(Excerpted records begins)
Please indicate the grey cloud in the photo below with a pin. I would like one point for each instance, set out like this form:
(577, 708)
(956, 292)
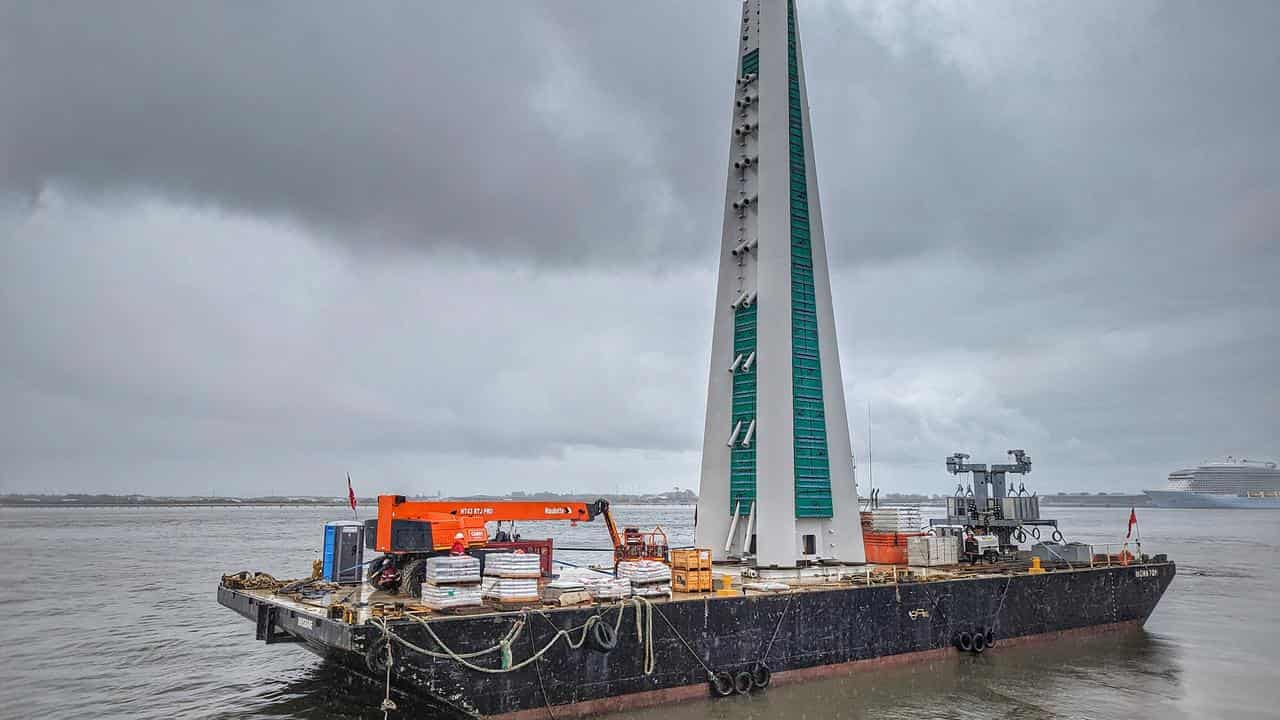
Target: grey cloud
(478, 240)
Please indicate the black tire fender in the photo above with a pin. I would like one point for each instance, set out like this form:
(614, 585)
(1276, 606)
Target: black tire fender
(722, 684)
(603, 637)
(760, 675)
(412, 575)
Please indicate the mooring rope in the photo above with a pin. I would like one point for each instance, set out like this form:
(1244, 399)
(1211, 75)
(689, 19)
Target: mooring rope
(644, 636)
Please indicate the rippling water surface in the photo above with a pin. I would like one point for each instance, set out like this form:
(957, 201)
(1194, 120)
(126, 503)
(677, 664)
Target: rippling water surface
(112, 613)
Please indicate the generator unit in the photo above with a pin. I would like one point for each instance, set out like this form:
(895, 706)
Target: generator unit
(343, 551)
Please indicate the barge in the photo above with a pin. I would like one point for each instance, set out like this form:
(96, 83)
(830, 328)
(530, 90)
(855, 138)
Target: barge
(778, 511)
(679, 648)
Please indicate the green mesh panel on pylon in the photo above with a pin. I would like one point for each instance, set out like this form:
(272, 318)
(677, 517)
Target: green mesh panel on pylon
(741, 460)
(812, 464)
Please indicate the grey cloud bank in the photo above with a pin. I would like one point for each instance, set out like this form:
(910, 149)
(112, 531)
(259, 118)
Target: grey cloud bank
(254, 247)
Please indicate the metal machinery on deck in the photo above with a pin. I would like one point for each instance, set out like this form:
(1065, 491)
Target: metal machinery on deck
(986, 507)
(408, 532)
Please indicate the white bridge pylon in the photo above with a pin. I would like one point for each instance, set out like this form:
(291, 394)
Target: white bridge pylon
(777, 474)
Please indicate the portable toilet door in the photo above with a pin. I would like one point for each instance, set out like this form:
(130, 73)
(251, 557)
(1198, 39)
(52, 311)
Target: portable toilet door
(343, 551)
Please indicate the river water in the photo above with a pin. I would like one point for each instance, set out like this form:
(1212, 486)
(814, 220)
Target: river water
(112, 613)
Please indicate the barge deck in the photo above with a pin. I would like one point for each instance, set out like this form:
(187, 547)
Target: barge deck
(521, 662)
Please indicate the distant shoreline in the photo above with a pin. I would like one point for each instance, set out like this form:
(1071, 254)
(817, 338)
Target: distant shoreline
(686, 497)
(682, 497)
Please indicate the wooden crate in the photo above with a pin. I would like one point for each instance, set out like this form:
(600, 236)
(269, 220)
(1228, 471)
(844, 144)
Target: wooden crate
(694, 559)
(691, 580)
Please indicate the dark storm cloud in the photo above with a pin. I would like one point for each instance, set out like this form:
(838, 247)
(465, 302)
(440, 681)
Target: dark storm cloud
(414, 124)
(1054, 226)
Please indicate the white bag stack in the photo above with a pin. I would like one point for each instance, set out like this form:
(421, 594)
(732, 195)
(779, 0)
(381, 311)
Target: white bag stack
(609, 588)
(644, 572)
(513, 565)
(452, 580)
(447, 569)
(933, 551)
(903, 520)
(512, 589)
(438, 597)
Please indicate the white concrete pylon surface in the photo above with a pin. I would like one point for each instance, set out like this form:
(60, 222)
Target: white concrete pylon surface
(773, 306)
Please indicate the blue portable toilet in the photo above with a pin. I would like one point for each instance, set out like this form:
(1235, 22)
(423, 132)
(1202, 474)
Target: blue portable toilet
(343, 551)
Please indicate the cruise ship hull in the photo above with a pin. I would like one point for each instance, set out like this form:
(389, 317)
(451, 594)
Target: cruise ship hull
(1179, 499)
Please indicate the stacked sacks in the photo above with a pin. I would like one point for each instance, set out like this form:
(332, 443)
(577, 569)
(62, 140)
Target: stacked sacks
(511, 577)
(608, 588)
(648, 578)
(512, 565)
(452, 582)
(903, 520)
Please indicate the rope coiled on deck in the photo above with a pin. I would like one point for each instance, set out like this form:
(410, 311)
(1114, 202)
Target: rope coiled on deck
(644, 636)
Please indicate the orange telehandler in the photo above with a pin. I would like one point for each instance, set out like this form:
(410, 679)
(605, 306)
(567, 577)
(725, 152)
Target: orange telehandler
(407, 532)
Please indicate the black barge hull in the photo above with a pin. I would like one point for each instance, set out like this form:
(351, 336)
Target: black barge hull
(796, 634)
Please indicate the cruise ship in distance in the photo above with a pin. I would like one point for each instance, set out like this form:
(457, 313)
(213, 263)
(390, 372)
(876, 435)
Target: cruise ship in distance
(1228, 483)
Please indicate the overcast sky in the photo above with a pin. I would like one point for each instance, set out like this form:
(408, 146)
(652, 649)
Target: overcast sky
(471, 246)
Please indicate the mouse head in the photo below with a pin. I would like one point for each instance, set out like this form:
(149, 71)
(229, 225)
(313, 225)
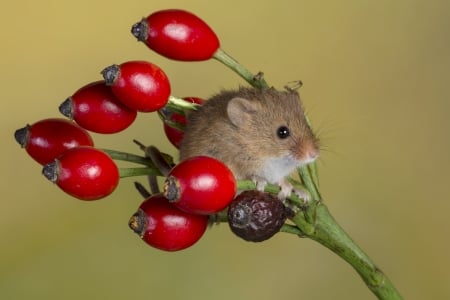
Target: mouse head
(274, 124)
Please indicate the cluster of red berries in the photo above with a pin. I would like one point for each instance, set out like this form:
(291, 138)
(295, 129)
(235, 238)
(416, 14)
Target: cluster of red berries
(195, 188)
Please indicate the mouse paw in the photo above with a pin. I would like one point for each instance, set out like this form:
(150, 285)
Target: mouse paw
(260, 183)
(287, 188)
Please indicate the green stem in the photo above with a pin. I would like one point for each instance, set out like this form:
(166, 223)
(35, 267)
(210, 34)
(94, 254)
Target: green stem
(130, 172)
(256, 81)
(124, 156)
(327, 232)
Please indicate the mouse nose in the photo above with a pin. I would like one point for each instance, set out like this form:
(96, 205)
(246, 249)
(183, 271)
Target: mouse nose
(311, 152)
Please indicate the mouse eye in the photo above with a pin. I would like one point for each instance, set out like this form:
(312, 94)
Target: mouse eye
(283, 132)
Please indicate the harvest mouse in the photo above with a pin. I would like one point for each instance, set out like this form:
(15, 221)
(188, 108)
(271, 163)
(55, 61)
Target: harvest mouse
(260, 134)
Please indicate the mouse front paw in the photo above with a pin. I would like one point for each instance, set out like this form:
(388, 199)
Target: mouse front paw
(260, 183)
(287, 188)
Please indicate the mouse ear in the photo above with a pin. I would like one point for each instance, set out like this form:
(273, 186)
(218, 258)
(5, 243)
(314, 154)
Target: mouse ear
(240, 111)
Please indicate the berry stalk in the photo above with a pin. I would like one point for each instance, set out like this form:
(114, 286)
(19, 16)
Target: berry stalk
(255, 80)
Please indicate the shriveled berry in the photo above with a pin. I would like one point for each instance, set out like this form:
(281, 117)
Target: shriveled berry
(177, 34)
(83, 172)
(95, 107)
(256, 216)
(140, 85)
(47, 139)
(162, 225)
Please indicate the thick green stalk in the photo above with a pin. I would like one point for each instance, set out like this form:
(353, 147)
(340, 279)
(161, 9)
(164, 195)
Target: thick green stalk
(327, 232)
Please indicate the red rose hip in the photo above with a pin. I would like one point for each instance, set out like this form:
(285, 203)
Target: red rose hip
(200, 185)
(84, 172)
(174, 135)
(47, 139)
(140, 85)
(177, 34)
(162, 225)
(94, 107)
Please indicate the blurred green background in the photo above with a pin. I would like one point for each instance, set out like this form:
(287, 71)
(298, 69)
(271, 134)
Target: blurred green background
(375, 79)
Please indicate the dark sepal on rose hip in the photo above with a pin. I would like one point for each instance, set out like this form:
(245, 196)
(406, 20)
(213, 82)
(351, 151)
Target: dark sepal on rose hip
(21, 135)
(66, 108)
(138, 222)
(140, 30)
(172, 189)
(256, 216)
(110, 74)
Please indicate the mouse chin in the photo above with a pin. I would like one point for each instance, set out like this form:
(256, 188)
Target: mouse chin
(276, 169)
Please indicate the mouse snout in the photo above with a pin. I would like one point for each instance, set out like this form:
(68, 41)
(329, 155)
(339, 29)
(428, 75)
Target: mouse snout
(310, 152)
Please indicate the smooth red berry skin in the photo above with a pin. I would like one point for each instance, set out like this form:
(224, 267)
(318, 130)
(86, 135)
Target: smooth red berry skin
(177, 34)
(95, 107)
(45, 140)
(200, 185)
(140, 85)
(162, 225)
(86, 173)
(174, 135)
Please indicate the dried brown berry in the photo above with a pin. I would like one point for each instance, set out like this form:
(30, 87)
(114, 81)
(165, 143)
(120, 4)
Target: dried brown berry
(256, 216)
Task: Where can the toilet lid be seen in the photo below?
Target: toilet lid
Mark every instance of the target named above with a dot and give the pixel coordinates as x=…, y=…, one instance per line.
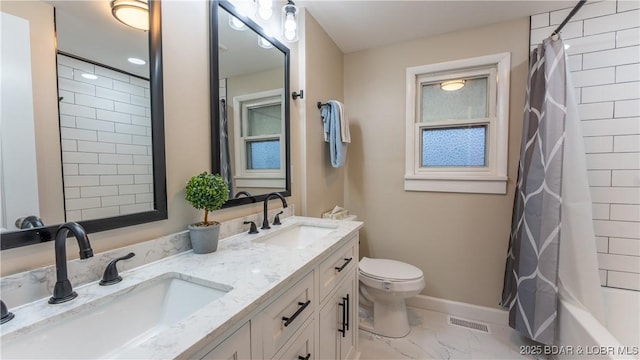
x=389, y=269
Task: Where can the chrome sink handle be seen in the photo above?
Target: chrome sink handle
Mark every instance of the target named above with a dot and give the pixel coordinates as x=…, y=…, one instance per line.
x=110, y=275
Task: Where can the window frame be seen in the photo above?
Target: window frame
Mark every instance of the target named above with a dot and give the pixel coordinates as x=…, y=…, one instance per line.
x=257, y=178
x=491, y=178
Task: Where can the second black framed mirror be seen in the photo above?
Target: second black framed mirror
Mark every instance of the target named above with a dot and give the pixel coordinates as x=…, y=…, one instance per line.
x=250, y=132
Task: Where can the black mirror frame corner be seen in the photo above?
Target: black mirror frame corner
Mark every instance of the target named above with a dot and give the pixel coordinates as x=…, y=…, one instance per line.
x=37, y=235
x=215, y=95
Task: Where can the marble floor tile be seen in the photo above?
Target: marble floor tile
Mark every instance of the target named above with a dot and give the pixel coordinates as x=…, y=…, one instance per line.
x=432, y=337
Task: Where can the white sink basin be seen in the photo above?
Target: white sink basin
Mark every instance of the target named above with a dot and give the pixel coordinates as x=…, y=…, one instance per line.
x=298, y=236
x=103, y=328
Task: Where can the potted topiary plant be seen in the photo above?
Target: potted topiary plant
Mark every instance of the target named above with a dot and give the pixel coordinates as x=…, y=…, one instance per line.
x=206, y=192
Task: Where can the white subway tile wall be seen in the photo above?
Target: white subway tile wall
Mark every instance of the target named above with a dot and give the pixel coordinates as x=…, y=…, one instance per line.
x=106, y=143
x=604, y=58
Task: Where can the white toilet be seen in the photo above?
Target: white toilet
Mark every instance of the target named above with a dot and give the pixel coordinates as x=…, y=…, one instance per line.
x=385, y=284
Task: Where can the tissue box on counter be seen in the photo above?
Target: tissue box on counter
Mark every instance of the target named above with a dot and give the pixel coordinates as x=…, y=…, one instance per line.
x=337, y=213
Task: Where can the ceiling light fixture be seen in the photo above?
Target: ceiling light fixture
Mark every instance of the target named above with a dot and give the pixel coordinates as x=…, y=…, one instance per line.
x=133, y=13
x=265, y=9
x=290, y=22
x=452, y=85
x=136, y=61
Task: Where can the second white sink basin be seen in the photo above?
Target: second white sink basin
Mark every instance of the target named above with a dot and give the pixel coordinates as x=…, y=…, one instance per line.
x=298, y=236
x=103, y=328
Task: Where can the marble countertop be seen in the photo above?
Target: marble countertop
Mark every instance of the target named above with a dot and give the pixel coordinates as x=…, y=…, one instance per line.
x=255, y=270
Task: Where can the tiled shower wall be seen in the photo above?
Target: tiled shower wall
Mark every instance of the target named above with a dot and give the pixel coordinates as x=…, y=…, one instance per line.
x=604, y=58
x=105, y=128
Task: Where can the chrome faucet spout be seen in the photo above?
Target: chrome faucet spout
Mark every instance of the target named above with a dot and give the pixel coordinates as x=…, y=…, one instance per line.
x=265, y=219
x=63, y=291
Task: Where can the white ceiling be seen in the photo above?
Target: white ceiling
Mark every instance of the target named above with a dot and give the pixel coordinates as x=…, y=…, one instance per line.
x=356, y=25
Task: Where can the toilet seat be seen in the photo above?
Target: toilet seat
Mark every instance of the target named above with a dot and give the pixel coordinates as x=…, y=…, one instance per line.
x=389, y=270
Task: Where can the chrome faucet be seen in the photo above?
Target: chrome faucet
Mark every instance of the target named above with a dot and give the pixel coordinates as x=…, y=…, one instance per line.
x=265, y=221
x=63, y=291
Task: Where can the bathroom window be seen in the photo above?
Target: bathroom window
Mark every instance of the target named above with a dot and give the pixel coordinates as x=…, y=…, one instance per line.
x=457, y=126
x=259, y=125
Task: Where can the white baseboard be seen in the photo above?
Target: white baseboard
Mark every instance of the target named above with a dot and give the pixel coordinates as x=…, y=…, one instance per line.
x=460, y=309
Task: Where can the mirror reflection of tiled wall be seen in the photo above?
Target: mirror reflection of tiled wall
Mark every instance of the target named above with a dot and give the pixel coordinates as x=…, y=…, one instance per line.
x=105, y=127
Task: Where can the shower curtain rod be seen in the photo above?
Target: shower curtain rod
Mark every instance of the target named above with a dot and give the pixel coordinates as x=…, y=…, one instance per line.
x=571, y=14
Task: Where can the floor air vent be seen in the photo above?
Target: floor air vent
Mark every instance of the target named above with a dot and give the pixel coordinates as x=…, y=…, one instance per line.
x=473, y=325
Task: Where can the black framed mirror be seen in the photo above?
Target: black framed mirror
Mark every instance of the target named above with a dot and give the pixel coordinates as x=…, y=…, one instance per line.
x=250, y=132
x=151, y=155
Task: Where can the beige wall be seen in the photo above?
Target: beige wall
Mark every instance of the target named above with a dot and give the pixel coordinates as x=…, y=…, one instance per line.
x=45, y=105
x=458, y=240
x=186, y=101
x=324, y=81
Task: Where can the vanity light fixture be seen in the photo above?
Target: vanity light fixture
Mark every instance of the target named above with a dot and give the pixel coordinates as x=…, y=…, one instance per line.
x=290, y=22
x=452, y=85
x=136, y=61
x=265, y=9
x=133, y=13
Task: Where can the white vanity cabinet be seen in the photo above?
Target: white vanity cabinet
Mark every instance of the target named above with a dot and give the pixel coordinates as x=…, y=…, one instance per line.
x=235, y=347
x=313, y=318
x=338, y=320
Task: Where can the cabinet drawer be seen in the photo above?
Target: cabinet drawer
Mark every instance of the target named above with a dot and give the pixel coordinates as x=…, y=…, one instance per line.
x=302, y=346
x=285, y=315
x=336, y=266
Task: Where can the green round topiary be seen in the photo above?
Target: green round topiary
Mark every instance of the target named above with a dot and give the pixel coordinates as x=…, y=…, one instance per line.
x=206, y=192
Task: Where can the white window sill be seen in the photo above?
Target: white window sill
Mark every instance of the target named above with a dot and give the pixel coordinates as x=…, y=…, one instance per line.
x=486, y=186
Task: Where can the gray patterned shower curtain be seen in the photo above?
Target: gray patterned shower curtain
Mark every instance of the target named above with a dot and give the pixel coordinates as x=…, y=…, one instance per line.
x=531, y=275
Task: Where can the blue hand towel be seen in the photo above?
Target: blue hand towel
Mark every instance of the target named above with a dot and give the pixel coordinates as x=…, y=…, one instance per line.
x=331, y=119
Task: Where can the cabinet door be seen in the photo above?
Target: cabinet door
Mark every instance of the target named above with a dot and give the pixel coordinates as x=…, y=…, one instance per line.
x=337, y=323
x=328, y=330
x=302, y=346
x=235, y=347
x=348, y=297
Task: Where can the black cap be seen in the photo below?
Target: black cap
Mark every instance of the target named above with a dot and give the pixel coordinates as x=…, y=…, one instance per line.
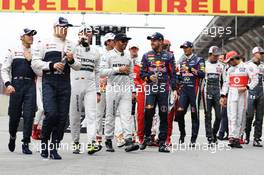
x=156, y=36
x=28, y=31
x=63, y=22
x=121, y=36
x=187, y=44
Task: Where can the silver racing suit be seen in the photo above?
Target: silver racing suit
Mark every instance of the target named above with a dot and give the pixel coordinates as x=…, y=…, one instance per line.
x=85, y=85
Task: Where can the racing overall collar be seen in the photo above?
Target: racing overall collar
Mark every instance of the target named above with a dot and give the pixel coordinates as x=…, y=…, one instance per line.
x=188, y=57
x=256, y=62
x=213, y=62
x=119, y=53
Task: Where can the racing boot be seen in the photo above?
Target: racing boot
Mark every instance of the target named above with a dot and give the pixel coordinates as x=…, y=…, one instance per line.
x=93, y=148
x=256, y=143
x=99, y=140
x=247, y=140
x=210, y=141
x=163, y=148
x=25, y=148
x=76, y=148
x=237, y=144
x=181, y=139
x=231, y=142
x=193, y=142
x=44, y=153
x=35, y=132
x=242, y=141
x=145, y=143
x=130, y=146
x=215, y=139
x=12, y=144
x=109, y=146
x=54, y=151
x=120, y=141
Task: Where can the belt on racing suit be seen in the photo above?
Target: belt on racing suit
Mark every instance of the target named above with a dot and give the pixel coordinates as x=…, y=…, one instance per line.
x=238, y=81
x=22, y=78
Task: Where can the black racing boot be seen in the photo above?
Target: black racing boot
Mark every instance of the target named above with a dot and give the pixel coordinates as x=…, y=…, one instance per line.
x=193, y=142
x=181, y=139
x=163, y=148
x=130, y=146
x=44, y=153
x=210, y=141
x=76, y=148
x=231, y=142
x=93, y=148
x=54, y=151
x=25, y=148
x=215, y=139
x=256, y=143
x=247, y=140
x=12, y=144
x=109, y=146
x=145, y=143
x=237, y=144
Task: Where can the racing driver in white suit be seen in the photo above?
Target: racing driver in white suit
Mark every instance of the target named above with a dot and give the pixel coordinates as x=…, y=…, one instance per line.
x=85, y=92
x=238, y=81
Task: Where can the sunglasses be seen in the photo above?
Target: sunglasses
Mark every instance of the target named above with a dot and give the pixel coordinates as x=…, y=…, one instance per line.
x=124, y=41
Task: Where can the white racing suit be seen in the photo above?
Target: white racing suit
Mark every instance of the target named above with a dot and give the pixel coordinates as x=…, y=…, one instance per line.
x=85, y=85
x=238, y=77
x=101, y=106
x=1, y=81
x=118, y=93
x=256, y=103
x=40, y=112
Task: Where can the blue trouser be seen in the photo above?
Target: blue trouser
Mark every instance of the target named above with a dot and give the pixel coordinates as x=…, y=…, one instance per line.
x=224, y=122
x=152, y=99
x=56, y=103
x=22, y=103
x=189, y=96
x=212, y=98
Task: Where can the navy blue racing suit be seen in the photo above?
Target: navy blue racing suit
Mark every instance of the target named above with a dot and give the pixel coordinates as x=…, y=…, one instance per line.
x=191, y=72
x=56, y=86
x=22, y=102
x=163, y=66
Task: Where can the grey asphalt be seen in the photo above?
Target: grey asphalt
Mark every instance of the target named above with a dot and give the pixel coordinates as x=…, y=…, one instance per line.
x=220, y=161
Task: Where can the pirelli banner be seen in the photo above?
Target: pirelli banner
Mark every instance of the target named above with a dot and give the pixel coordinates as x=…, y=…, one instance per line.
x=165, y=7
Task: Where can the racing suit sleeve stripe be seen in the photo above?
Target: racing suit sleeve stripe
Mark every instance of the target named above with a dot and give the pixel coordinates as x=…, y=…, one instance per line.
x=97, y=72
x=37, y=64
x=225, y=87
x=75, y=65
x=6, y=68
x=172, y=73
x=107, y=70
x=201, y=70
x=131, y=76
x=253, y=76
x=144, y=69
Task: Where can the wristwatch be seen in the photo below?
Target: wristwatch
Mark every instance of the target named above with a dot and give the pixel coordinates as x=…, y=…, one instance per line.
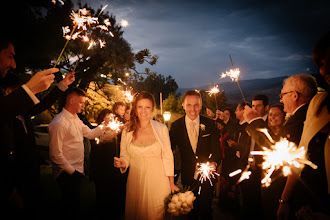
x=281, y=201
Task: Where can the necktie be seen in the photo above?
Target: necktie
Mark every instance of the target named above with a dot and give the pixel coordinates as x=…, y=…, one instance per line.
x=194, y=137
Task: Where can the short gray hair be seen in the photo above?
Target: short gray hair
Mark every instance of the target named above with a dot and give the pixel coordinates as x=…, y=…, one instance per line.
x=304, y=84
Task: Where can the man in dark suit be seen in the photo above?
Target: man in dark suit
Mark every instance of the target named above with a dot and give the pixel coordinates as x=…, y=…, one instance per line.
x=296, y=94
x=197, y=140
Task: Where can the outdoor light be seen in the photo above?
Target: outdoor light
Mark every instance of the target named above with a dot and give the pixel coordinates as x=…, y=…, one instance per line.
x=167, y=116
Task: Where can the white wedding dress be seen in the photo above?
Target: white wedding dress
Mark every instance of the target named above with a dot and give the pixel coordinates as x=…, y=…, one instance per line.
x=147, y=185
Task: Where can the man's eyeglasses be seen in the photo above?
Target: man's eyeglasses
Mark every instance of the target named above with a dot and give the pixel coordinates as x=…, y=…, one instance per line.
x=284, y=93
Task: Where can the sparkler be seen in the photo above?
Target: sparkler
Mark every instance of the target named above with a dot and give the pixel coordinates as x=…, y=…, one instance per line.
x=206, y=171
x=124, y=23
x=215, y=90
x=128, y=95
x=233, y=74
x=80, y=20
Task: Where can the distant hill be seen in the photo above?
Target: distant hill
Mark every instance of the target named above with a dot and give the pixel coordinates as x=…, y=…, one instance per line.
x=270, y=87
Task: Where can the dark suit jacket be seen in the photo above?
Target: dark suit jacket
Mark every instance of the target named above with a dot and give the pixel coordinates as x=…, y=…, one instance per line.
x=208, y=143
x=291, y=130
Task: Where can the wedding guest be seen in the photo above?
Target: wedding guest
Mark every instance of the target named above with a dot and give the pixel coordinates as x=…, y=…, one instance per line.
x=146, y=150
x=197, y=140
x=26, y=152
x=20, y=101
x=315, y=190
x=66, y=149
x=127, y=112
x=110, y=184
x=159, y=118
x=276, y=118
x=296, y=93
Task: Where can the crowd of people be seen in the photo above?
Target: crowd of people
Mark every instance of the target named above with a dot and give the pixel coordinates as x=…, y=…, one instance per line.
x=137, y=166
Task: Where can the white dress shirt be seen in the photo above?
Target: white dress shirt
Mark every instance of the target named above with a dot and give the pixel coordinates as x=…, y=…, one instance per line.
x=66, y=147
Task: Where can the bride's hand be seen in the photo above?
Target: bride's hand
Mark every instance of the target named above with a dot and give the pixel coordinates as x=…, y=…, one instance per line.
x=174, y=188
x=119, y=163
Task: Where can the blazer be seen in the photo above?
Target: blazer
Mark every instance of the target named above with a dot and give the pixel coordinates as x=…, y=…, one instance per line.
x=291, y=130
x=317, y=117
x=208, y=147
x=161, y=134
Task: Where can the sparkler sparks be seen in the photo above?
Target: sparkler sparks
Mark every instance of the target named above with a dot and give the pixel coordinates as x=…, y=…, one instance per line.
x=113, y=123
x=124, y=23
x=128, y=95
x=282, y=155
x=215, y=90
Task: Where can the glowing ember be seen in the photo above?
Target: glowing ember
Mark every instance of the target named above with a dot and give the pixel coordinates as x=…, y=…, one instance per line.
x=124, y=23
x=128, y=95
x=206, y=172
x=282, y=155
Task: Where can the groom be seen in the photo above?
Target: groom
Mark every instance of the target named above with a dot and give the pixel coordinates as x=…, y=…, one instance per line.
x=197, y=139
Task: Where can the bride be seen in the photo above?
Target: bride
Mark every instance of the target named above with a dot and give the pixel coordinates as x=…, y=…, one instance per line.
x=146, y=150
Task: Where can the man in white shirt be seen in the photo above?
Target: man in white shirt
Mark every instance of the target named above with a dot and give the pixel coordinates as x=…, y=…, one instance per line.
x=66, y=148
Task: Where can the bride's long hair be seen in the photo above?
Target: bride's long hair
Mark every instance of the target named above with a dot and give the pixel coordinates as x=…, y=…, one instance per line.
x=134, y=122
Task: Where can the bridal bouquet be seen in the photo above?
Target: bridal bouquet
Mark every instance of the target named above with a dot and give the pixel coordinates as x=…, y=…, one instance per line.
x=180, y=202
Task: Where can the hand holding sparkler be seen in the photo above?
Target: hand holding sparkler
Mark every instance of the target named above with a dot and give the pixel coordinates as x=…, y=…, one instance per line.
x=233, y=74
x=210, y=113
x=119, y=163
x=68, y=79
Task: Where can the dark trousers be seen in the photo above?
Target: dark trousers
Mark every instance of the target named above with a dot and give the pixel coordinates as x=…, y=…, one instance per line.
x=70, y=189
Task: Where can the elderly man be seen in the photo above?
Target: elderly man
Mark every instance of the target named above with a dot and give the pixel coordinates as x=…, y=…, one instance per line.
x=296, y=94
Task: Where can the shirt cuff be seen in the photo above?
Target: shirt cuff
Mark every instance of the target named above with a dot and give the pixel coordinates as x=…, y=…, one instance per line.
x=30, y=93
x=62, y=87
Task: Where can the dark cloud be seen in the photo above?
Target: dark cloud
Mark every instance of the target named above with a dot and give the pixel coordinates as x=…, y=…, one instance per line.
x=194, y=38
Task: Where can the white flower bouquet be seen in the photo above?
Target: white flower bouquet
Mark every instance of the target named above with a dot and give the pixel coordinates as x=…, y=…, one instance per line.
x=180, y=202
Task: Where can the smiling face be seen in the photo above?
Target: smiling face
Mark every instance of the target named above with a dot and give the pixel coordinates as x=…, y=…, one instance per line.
(Excerpted records ends)
*Exercise requirements*:
From the records above, copy only the lines starting with the line that holds "Target: white racing suit" and going on through the line that holds "Task: Where can the navy", exactly as written.

*Result for this exercise*:
Target: white racing suit
Mark every instance of the target named above with a dot and give the pixel coordinates as x=…, y=…, one instance per line.
x=85, y=85
x=238, y=77
x=101, y=106
x=1, y=81
x=118, y=93
x=256, y=103
x=40, y=112
Task: Where can the blue trouser be seen in the photo above?
Target: blue trouser
Mark every instance of the target named above with a dot and give the pixel coordinates as x=…, y=…, one instance per line.
x=224, y=122
x=152, y=99
x=56, y=103
x=22, y=103
x=189, y=96
x=212, y=98
Task: Where can the navy blue racing suit be seen in the photo above?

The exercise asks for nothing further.